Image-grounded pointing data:
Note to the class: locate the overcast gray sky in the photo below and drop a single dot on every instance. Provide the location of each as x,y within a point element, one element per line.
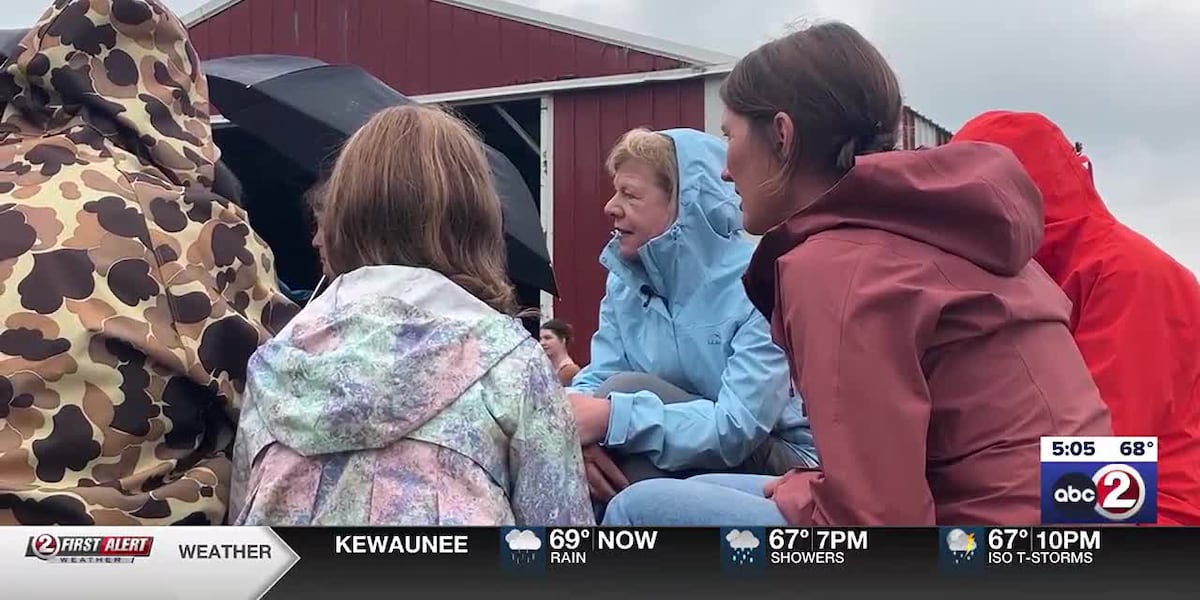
<point>1114,73</point>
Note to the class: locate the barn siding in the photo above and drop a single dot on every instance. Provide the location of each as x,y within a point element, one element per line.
<point>587,124</point>
<point>415,46</point>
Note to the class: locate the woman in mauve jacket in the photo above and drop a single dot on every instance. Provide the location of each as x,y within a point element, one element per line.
<point>931,353</point>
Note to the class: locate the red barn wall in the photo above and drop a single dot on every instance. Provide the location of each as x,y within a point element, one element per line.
<point>415,46</point>
<point>586,126</point>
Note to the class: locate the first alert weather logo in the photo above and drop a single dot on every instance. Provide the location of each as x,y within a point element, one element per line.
<point>89,549</point>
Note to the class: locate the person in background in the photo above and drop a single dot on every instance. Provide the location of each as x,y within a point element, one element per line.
<point>931,352</point>
<point>408,394</point>
<point>555,335</point>
<point>132,294</point>
<point>684,377</point>
<point>1135,310</point>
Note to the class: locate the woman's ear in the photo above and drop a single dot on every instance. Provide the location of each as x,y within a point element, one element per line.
<point>784,131</point>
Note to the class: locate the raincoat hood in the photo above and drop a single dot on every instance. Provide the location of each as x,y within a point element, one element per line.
<point>1063,177</point>
<point>1060,172</point>
<point>706,240</point>
<point>378,328</point>
<point>109,72</point>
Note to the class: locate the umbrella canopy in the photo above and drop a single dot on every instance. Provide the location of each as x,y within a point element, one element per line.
<point>305,109</point>
<point>10,39</point>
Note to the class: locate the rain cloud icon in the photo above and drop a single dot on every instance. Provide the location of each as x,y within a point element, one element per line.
<point>743,543</point>
<point>522,540</point>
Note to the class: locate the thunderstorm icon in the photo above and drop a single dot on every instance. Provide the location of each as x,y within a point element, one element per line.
<point>961,545</point>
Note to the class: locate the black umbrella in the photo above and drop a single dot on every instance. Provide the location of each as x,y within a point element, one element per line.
<point>10,39</point>
<point>306,108</point>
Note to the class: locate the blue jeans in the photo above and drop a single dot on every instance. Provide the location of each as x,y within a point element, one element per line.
<point>719,499</point>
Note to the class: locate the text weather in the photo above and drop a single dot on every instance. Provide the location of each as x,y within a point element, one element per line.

What you will do:
Output every entry exactly. Pictures stay out.

Task response:
Note to the class: locate the overcast gray sky in the photo below and drop a single dot on every instance. Provide the location of each as x,y within a point element, one element per line.
<point>1114,73</point>
Note to the class: locate the barn siding in the photo above and drop a single dot on every instance. Provide the location of each as x,y within a point element, one element per line.
<point>587,124</point>
<point>415,46</point>
Note to the class: locate the woman in mauve jacket in the photo above and drop a single dot on every instance. Provide the location of each as x,y within a point element, one element per line.
<point>931,353</point>
Note to the class: locate the red barn wall in the photo above and drop a single dot on every instance. Provide the location of each as x,y within a point element, one element per line.
<point>415,46</point>
<point>586,126</point>
Note to the class: locate the first alert weather logo in the photo above and drop a single dot on every instance. Provide the location of each as x,y within a point element, one element per line.
<point>89,549</point>
Note to the class: locate the person in background in the photo above and drop a single dot on every instance. Provide the location of each as x,y within a point element, one element per line.
<point>931,352</point>
<point>408,394</point>
<point>555,335</point>
<point>132,294</point>
<point>684,377</point>
<point>1135,310</point>
Note to the class: locate the woman's ear in the photo above and drop a single dot on every instance. Provide the location of each as x,y within a point element, one element per line.
<point>784,131</point>
Note to the class: locate the raincoat hood in the photo above and drop a single dot on every instance. Provide the location of each as x,y within a point element, one element per line.
<point>1063,177</point>
<point>1060,172</point>
<point>706,240</point>
<point>378,328</point>
<point>109,72</point>
Note to the class: locate the umbrella canopy in the photo above and drop a single dot on every instance. Provide the location of each as x,y within a point element, one element per line.
<point>305,109</point>
<point>10,39</point>
Note to the class: locate the rain cloud icon in the photo above and drop a single dot on every instance. Provide the location of each as x,y within a point element, one element per line.
<point>743,543</point>
<point>522,540</point>
Note to the class: locate the thunderstorm icon in the photo above and drop a single dot on every instance. Provide the location of each as x,y within a point element, one element per line.
<point>961,545</point>
Note to the class: locate the black umbrella in the photo above and drop a single dot on every instance. Provide the location of each as x,y within a point element, one element per line.
<point>10,39</point>
<point>306,108</point>
Note to the class: locate the blue jeans in the photo above and drop a single dot on every instance. Provide the location of each as x,y within a point element, one element per line.
<point>719,499</point>
Note to the class: locate the text weather in the photo above and drop a single dot on every instance. Provide the location of each as x,y within a point element, one element per line.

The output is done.